__Material for the task__.
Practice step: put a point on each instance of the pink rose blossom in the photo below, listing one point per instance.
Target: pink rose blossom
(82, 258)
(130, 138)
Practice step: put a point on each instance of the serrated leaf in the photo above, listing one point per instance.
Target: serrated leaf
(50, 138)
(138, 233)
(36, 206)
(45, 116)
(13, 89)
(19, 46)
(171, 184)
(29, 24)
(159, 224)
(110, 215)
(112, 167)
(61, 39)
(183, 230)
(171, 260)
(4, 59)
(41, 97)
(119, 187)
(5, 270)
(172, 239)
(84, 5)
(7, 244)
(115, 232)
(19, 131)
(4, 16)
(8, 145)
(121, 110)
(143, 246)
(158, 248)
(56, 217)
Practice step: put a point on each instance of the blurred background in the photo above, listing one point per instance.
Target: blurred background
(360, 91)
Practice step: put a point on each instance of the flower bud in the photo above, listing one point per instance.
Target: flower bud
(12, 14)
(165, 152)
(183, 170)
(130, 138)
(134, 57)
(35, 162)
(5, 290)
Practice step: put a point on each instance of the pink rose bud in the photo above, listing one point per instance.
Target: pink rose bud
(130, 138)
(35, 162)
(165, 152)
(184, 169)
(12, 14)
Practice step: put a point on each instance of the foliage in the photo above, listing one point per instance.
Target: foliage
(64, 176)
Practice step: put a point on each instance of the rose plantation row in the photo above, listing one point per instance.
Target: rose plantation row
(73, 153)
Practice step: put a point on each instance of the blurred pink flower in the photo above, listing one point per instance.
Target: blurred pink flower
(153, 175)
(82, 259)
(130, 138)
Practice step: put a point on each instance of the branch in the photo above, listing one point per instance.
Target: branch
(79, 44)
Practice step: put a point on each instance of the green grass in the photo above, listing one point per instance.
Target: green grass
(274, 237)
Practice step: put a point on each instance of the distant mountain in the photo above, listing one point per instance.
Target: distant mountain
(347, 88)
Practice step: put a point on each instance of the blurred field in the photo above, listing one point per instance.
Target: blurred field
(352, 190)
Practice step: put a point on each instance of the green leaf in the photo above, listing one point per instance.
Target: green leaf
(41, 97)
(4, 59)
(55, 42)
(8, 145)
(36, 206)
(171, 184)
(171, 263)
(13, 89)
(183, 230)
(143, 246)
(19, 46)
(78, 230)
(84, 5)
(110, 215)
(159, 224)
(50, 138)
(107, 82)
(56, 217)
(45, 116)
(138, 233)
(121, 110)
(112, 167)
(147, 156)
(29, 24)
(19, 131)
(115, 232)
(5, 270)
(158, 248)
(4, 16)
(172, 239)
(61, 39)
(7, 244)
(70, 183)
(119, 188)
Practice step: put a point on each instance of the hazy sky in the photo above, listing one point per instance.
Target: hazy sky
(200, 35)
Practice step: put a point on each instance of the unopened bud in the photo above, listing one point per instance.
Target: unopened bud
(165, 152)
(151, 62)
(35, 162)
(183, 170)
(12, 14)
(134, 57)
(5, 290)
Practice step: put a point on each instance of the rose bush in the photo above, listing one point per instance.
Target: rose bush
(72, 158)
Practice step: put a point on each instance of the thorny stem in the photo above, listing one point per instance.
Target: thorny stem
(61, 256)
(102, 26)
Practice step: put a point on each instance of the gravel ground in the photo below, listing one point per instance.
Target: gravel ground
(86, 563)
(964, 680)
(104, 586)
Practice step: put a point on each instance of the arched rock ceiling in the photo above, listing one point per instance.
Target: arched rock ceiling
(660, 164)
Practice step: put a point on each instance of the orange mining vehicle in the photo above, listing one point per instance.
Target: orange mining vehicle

__Instruction__. Give back the lines above exactly, from the one with "Practice step: put a point on each instance of the hazy" through the last line.

__Result of this task__.
Practice step: put a point on each instance of the hazy sky in the photo above, listing one point per instance.
Target: hazy sky
(200, 35)
Practice step: put a point on each instance of the unopened bud in the photo above, listing one point per instance.
Target: unopened bud
(165, 152)
(151, 62)
(35, 162)
(183, 170)
(12, 14)
(134, 57)
(5, 290)
Practice step: put a point on each instance of the rose bush in the photo above, listing one point per instance.
Target: rose bush
(72, 158)
Practice step: put a point on each instance of the thorny stem in the photo above, listing one point per instance.
Target: thorny stem
(61, 256)
(102, 26)
Practice step: put a point on each instance of the gravel ground in the photo below, listing one point per instance.
Target: gravel ground
(86, 563)
(964, 680)
(104, 586)
Practice step: put a point on each instance of the arched rock ceiling in the photo above, listing one point per instance.
Target: arched rock ceiling
(660, 164)
Practice step: put a point on each instance of the orange mining vehicle in the photo above, listing one point per instance.
Target: orange mining vehicle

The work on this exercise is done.